* [Problem to work on]:
Copy out every line holding the string "white" from the records below.

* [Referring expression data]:
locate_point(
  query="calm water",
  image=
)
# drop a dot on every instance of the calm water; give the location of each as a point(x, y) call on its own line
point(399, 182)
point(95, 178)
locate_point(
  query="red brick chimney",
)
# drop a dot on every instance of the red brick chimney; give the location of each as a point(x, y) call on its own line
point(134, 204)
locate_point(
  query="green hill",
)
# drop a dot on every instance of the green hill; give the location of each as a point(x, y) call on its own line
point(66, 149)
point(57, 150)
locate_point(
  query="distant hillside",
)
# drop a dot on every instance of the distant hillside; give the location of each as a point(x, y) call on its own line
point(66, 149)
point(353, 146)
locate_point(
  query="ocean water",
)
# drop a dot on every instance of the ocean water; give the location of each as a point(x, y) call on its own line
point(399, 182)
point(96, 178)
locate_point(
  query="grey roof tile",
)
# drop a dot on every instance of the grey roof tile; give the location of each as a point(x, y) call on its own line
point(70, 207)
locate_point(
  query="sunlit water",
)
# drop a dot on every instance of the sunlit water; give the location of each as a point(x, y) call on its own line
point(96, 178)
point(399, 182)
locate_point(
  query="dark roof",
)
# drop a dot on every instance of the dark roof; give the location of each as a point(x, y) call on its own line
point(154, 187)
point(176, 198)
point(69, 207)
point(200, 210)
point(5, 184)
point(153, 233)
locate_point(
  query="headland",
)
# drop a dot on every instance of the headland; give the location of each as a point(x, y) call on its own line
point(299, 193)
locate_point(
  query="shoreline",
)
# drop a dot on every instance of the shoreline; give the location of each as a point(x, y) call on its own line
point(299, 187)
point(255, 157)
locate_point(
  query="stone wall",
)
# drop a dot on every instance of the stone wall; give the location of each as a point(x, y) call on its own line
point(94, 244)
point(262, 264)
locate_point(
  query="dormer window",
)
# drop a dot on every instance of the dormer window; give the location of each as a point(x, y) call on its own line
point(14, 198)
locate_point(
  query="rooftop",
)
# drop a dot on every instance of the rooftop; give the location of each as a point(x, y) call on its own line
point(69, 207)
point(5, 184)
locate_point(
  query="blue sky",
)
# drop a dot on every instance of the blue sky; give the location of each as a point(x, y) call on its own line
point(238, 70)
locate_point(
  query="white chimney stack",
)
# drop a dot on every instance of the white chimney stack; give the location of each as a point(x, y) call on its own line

* [Task output]:
  query="white chimney stack",
# drop a dot on every instance of the white chimney stack; give the location of each as a point(x, y) call on its own line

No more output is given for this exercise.